◆ Activity A ◆
Restate the baby pigeon thread, everything from "Around their 2" down to "for that week.", swapping "flapping" for "beating".

◆ Page excerpt ◆
# baby pigeon



## thelizzygirl (Jan 18, 2011)

Hey I found a baby pigeon at my doorstep sitting in a little corner I found it there around about 1 week ago it is progressing well.
When i found it ,it still had feathers but there was only just a small patch of baby feathers still on its head .
I am wondering at what age do pigeons actually learn to fly?
thank you.!


----------



## Kiko&Kalani (Aug 10, 2010)

I rescued two baby pigeons around day 9 on July 1 (so we think they were hatched around June 21). This may be more than you wanted to know, but here is a history of my birds learning to fly: 

Around their 2 weeks old (July 7) they started flapping their wings and creating lots of wind and barely coming off the ground. They did this a lot for that week. 

Then around week 3 (July 15ish they were around 20 days old) they started flyng down but still not up from a height of about 3 feet). 

On July 21 (1 month old) I documented their first flight up to a height of about 3 feet. It was between July 21 and 27 that they seemed to actually be flying (as opposed to just flapping wings and getting lucky). 

On July 27 we went to a park and they actually took their first "long flight" We held them and released them and they both flew parralel to the ground for about 25 to 30 feet. (this put them at about 5 weeks old). They did not seem to really want to fly.

By August 10 (8 weeks old) they were flying at full power and loving it. There was no stopping them now.

I had read somewhere that they would be flying around 45 (6+ weeks) days and by day 60 (8+ weeks) would be ready to leave the nest. That seems to fit my experience (mine were a little earlier than that).

◆ Activity B ◆
Identify every row line that contains the string "accurate" and copy those lines. Case counts.

Stored items

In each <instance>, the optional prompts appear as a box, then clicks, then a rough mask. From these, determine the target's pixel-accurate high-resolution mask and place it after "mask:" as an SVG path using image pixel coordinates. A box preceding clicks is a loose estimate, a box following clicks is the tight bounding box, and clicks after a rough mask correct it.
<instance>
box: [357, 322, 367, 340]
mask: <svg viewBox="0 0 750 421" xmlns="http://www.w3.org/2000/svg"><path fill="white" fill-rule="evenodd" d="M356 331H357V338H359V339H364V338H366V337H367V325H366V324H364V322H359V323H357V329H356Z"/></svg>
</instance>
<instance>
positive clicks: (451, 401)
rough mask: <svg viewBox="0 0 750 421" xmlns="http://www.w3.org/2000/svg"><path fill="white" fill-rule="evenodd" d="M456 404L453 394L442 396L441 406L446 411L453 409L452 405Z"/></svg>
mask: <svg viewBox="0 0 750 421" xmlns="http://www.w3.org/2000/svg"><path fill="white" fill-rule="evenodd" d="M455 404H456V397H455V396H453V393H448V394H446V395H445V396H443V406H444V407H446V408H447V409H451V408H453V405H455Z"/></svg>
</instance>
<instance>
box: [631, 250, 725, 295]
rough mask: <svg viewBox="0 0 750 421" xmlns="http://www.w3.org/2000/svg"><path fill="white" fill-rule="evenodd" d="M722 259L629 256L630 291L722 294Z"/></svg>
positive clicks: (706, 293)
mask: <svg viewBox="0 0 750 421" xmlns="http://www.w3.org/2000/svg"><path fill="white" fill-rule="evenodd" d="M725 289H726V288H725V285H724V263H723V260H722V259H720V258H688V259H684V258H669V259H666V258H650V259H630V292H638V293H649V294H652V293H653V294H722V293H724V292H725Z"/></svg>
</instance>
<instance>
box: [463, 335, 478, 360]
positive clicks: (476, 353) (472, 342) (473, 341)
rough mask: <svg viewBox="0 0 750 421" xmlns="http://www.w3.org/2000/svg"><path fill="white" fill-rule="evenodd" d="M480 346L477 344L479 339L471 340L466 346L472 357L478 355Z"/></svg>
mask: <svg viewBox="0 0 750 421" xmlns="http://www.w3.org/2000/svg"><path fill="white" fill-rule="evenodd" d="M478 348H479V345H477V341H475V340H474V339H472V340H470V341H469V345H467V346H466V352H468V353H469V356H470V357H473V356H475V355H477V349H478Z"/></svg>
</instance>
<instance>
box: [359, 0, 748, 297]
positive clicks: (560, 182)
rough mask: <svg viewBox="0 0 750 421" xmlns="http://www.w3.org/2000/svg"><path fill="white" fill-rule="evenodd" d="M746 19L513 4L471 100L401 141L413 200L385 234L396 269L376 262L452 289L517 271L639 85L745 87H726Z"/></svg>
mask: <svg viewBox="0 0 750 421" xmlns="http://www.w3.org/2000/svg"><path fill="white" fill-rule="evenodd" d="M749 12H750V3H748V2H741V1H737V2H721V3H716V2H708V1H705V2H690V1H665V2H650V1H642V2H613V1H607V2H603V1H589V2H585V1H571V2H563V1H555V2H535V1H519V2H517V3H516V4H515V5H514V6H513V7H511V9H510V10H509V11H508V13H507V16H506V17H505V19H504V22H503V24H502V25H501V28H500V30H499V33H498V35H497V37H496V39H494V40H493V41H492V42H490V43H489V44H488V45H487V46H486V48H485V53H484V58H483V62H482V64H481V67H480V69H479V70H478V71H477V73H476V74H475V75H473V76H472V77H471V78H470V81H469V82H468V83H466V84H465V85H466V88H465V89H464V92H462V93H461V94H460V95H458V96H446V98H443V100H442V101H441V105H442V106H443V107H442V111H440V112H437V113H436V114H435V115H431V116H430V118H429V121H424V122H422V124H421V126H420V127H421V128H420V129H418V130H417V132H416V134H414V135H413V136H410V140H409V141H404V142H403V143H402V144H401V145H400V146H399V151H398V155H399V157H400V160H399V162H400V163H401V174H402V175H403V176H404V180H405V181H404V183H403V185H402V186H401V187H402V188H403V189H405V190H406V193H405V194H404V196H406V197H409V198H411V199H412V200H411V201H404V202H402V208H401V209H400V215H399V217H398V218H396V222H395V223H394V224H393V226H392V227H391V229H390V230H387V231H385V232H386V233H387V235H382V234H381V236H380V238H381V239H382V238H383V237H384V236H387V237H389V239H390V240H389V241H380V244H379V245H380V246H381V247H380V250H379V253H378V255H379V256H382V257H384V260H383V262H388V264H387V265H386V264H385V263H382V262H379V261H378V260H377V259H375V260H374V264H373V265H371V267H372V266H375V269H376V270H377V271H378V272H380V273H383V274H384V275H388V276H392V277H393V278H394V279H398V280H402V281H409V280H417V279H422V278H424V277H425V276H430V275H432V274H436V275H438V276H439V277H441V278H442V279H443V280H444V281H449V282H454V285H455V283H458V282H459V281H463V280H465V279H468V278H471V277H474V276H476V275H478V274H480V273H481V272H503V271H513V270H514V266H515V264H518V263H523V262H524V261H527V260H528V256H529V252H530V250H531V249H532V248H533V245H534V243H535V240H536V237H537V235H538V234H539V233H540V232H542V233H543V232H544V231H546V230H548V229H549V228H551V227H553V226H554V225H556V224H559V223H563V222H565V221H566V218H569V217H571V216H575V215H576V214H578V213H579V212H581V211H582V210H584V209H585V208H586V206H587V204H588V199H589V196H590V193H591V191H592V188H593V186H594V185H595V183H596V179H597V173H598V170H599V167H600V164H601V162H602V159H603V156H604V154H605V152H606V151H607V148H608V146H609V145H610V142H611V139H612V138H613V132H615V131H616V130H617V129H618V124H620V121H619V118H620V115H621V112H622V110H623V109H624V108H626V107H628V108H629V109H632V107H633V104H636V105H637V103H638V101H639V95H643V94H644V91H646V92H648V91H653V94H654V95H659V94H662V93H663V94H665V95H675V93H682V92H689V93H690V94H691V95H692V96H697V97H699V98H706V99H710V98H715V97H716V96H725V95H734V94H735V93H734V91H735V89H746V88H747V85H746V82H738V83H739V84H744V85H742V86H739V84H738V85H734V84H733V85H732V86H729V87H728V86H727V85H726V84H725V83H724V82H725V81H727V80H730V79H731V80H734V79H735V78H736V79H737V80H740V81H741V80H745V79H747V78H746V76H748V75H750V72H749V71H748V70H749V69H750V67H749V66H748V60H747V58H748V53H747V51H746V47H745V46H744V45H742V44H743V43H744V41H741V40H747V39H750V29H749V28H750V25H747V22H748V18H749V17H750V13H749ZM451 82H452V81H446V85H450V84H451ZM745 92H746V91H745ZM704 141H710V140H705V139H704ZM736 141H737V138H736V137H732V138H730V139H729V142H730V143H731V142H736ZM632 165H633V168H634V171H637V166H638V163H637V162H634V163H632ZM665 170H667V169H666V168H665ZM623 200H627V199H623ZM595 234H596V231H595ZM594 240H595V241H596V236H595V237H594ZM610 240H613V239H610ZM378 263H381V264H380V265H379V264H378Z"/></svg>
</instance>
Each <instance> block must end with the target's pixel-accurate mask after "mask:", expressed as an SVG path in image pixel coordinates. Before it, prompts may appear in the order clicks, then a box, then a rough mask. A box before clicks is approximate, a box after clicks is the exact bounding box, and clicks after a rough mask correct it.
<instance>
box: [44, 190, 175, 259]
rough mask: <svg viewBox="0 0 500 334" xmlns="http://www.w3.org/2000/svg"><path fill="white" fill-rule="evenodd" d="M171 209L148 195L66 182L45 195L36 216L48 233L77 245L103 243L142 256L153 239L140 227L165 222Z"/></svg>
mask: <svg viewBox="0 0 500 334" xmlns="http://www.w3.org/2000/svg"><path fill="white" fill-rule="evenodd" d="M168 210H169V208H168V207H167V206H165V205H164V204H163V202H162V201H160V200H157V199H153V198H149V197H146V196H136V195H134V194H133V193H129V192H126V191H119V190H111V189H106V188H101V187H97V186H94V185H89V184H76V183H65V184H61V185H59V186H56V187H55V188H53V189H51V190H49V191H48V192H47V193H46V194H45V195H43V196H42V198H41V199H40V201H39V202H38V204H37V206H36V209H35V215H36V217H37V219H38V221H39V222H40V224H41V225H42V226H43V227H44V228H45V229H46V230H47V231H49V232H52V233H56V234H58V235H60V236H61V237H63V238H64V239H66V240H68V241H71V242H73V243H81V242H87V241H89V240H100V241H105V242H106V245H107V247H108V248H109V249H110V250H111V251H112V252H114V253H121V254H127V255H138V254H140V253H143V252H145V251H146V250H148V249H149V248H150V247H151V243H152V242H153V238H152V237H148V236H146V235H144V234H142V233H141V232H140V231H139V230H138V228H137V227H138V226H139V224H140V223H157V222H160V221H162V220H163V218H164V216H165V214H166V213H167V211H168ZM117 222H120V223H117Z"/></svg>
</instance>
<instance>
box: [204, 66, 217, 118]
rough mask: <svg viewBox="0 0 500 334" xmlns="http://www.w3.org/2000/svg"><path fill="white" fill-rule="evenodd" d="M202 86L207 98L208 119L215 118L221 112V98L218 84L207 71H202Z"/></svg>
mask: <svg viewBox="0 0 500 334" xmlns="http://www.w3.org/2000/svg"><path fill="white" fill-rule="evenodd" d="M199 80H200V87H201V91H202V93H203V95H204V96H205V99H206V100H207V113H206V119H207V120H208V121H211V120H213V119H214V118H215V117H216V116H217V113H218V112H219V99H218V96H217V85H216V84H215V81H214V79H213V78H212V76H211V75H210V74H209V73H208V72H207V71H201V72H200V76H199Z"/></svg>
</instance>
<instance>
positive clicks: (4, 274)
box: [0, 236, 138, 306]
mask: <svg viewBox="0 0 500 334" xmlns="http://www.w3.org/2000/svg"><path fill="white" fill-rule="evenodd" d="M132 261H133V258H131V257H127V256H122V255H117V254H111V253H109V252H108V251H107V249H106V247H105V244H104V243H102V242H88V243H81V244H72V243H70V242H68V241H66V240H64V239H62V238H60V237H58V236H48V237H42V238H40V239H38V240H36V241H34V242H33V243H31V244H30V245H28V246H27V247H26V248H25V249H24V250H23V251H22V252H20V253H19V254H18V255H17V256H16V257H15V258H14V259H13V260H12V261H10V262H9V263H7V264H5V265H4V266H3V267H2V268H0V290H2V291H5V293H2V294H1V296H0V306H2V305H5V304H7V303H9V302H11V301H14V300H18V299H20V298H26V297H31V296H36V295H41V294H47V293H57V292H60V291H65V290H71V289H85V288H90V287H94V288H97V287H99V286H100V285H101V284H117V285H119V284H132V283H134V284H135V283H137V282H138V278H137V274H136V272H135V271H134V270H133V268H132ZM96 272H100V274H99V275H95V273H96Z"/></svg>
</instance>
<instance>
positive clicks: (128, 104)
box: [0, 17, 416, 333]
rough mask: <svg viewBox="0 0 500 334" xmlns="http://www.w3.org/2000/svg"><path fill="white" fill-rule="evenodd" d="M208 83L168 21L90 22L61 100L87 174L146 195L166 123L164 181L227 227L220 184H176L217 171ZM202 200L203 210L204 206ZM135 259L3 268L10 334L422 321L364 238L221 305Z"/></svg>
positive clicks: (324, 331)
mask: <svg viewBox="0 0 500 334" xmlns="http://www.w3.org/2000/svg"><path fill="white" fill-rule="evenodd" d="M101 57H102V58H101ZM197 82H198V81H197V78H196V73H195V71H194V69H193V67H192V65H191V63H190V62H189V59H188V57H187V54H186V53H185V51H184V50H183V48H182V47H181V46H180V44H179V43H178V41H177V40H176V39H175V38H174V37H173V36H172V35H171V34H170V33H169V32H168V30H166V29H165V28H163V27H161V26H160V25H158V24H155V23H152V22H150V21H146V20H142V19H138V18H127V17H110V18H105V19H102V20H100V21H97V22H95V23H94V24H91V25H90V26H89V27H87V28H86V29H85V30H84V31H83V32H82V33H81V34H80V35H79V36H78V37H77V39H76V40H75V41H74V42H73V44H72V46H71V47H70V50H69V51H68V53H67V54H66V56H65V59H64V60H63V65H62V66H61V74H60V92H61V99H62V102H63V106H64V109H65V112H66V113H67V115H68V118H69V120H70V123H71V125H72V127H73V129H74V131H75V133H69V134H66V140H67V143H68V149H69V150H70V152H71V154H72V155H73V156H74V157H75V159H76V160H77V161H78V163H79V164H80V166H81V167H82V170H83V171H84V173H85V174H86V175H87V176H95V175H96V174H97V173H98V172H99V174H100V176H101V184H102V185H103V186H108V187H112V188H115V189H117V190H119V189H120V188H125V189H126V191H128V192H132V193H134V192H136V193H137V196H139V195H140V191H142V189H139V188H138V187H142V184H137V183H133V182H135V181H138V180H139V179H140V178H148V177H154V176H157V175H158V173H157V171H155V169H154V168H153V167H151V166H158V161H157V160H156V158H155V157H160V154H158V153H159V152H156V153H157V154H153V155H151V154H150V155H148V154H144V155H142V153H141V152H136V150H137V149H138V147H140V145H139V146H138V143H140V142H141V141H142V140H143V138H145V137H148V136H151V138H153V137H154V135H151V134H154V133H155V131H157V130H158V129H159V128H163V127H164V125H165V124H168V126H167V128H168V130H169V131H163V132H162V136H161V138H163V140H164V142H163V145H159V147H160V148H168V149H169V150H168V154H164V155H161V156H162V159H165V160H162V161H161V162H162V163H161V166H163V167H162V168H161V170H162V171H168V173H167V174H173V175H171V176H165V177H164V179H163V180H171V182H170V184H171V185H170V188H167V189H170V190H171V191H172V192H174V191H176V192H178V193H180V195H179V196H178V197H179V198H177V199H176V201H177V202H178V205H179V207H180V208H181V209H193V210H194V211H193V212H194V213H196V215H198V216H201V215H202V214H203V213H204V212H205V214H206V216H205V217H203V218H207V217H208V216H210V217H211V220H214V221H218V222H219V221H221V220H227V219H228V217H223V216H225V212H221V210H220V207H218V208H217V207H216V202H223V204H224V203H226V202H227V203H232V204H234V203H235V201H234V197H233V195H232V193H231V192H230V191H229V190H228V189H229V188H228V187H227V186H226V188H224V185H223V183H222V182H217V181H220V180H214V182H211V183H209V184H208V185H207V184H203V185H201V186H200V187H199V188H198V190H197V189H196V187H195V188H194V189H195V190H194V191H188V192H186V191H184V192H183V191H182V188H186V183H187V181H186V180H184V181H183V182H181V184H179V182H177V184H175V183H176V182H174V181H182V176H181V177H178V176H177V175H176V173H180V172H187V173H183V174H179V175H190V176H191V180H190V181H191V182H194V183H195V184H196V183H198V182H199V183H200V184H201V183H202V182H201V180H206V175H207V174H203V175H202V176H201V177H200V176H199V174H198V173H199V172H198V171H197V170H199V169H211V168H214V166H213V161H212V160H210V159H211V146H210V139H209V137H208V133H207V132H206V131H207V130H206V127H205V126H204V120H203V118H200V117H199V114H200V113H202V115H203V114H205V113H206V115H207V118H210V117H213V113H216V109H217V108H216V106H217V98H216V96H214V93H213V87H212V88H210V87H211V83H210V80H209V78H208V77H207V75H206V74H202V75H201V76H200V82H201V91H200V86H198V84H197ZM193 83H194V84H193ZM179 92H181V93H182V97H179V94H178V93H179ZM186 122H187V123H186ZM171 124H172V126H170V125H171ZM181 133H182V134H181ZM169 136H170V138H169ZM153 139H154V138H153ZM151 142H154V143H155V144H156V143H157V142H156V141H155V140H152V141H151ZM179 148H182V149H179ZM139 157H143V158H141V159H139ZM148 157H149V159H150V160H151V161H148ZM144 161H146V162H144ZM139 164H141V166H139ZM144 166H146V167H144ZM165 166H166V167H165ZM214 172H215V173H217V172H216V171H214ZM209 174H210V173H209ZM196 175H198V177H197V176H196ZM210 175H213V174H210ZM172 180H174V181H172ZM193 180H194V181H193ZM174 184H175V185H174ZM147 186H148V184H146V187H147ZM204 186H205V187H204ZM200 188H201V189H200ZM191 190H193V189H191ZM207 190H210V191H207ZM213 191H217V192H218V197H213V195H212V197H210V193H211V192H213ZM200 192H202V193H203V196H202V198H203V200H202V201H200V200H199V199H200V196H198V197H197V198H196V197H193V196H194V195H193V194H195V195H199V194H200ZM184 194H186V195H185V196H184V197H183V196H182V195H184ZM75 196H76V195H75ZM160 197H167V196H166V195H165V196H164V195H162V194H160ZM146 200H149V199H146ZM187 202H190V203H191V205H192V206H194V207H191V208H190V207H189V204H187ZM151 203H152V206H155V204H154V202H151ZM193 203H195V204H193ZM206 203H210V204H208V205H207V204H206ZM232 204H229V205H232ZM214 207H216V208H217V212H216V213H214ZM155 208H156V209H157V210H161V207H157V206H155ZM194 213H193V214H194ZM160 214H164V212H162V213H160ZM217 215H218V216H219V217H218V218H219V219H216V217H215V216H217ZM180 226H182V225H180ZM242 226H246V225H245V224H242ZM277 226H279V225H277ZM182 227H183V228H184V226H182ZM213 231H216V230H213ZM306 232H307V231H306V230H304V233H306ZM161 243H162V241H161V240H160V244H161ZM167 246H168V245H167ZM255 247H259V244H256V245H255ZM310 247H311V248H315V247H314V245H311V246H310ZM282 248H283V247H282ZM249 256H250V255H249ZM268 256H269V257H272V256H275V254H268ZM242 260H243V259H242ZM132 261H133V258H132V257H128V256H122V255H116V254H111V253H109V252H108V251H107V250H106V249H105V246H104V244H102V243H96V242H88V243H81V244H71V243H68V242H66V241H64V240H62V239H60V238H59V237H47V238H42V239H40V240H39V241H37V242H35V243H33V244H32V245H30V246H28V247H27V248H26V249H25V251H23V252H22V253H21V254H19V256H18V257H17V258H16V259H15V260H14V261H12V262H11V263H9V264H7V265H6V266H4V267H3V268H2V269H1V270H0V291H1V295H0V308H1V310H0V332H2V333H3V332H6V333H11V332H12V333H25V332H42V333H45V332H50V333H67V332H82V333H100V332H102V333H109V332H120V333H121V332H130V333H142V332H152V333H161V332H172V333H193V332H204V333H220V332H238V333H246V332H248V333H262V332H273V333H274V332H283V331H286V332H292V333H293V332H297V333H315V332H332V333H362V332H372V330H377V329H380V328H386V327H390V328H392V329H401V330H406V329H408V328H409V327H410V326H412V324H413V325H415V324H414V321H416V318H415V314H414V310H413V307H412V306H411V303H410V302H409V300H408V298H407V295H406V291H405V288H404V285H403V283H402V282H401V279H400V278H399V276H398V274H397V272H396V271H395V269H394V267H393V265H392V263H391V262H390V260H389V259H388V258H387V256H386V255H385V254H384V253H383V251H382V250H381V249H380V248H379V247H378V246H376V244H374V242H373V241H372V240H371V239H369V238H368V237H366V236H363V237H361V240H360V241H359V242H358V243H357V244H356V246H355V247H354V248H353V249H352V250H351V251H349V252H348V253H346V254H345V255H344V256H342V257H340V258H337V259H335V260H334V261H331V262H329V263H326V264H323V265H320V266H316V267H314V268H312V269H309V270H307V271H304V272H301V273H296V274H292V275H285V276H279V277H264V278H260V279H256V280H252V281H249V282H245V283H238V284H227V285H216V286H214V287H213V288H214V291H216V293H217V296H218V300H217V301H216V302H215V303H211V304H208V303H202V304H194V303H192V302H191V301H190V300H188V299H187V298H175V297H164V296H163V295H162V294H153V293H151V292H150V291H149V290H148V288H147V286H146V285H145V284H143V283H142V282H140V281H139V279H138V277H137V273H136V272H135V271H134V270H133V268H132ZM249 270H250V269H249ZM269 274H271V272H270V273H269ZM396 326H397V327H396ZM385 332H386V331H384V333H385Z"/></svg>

◆ Written answer A ◆
Around their 2 weeks old (July 7) they started beating their wings and creating lots of wind and barely coming off the ground. They did this a lot for that week.

◆ Written answer B ◆
In each <instance>, the optional prompts appear as a box, then clicks, then a rough mask. From these, determine the target's pixel-accurate high-resolution mask and place it after "mask:" as an SVG path using image pixel coordinates. A box preceding clicks is a loose estimate, a box following clicks is the tight bounding box, and clicks after a rough mask correct it.
Each <instance> block must end with the target's pixel-accurate mask after "mask:", expressed as an SVG path in image pixel coordinates. Before it, prompts may appear in the order clicks, then a box, then a rough mask. A box before clicks is approximate, a box after clicks is the exact bounding box, and clicks after a rough mask correct it.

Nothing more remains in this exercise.